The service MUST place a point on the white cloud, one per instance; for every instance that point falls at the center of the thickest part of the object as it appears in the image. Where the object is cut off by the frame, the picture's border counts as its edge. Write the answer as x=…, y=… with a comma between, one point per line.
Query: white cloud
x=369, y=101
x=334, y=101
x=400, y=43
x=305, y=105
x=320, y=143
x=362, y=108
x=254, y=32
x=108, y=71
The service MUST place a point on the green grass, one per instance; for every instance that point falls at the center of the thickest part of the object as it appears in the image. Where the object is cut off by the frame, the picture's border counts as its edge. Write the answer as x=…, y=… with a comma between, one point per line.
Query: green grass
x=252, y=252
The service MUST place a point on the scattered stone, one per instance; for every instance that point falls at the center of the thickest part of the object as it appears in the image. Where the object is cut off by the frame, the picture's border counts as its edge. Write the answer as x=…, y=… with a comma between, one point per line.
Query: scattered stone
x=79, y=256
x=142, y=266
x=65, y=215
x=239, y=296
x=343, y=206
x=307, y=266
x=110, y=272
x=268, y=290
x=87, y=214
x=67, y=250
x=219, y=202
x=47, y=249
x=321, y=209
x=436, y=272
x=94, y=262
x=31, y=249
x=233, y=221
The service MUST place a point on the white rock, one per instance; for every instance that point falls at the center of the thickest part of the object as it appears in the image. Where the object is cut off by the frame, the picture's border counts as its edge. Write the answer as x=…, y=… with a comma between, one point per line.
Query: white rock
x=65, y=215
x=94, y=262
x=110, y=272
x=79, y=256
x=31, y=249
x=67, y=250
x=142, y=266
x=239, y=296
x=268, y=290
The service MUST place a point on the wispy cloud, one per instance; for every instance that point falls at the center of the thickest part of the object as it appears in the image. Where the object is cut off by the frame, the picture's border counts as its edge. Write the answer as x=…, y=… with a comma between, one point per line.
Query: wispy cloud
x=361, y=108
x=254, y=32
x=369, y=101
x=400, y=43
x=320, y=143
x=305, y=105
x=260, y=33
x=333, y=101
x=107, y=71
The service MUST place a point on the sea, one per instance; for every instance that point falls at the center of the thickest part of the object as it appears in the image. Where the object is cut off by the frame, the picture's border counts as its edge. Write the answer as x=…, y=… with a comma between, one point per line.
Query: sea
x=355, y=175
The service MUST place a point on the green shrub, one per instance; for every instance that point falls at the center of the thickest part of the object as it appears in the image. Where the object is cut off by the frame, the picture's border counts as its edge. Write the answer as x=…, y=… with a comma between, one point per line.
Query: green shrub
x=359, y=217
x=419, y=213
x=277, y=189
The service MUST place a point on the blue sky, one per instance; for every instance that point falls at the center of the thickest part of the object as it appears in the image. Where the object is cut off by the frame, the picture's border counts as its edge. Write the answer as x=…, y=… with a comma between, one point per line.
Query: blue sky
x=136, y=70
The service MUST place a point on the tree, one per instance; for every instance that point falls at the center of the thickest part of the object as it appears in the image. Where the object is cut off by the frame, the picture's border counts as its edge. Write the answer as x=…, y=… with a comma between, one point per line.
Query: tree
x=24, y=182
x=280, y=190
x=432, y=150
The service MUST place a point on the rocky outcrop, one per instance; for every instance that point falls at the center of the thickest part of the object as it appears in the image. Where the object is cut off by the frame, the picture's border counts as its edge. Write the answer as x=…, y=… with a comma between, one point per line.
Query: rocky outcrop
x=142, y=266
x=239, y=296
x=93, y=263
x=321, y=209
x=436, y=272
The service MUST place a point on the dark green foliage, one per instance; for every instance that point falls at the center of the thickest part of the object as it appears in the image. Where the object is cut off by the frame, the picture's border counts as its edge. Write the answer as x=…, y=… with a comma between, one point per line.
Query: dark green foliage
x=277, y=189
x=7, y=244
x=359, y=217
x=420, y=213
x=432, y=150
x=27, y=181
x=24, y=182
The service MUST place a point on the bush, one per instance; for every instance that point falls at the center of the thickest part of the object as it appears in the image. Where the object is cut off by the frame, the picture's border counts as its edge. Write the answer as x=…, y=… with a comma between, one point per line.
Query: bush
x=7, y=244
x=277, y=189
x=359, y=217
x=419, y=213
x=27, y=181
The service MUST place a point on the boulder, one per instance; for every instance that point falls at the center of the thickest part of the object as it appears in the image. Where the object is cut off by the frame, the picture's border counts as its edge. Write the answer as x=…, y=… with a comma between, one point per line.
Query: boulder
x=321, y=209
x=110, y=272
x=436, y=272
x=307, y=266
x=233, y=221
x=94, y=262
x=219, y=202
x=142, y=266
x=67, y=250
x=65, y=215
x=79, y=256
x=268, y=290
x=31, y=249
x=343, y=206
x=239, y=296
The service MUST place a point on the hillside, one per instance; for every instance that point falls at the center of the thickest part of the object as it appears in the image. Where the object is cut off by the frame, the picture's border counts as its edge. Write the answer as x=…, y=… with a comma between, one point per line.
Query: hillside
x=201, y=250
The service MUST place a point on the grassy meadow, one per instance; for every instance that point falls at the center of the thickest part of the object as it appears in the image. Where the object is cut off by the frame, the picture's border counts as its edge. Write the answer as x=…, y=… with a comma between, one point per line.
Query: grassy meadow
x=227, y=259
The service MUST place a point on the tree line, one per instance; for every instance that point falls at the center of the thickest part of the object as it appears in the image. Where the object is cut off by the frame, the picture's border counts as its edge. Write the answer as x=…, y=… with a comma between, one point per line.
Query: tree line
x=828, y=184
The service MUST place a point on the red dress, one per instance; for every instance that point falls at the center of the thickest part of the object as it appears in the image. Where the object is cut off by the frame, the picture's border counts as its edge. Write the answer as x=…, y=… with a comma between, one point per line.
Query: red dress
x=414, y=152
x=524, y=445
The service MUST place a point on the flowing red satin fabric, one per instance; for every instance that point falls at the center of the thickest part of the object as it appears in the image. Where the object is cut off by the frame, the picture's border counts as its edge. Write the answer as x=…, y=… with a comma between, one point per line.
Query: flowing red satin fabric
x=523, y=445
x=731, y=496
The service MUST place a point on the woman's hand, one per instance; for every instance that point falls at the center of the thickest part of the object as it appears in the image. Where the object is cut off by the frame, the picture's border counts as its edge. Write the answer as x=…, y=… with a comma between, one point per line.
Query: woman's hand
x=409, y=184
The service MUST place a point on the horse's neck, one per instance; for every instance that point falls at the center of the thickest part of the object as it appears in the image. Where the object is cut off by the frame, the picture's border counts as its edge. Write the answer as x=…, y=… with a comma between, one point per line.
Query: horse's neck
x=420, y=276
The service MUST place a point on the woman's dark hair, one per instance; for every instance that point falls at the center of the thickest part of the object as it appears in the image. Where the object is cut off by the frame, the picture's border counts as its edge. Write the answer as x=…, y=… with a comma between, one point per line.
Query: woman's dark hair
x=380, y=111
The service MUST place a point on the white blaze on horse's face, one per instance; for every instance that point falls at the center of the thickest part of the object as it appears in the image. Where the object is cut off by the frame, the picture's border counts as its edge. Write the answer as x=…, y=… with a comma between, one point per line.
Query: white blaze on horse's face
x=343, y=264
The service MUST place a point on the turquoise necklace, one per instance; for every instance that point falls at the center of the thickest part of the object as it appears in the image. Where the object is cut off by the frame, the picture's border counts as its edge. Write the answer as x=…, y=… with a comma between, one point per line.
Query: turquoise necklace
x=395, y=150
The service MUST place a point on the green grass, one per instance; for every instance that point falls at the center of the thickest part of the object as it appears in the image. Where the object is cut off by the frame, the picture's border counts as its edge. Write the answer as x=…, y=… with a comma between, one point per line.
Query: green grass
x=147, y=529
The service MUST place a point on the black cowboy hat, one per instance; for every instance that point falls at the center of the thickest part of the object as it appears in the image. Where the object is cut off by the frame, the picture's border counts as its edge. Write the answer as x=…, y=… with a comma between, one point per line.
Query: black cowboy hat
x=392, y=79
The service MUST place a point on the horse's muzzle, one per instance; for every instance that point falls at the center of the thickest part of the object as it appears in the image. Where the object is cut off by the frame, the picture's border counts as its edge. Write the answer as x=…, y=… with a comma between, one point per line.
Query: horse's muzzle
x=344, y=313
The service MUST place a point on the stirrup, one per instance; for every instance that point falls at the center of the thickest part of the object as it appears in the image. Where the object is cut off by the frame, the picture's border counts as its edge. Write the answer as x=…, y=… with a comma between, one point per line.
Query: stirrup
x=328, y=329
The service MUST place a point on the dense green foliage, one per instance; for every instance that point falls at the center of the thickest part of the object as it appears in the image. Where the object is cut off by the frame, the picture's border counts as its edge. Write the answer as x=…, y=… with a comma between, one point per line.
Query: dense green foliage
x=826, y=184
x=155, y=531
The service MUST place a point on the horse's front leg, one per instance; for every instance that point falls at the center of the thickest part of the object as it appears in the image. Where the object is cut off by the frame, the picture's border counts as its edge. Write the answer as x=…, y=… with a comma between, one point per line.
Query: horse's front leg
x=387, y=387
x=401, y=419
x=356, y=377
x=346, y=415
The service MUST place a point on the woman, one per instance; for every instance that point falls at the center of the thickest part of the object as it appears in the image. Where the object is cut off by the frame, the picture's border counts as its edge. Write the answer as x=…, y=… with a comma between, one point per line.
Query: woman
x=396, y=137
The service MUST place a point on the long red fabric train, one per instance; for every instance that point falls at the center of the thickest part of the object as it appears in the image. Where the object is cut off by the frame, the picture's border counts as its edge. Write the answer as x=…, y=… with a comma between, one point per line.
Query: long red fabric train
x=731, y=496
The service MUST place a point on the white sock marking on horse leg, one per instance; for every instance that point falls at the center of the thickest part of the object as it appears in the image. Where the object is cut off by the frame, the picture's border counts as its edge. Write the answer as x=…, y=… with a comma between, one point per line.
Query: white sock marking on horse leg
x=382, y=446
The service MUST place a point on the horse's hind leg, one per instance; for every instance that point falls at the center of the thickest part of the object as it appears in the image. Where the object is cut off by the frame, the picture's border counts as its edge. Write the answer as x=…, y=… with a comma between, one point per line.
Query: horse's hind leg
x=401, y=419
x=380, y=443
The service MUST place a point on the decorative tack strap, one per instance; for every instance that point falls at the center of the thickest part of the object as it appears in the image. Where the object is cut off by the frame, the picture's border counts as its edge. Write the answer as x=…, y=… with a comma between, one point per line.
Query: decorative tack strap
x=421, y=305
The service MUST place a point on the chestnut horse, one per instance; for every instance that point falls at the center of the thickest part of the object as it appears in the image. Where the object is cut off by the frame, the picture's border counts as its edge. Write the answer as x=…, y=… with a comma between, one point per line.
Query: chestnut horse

** REQUIRED ACTION **
Reproduce word for word the lines of the records above, beginning at the first and ending with the line where "The service MUST place a point on the scattered" appears, and nothing past it.

** WRITTEN SOLUTION **
The service MUST place a point on the white cloud, one per instance; for every instance that point falls at the center of the thickest part of the object as it appears in the image. Where the object is cut off by the frame, the picture's border counts as its edge. Write the answer as x=…, y=… with a comma between, one point per line.
Query: white cloud
x=369, y=101
x=334, y=101
x=400, y=43
x=305, y=105
x=320, y=143
x=362, y=108
x=254, y=32
x=108, y=71
The service MUST place a point on the green grass, one per instance; for every instance that point falls at the center of the thickest part of the object as it appears in the image. Where the object is cut off by the frame, the picture's border counts as its edge. Write the answer as x=…, y=… with a comma between, one point per line.
Query: green grass
x=252, y=252
The service MUST place a point on the scattered stone, one per instance; for every instance that point falls at the center of the thickest part of the object as it appears in the image. Where the object is cut off by the frame, the picture's border counts as its edge. Write the answer as x=…, y=… with a comma between, one point per line.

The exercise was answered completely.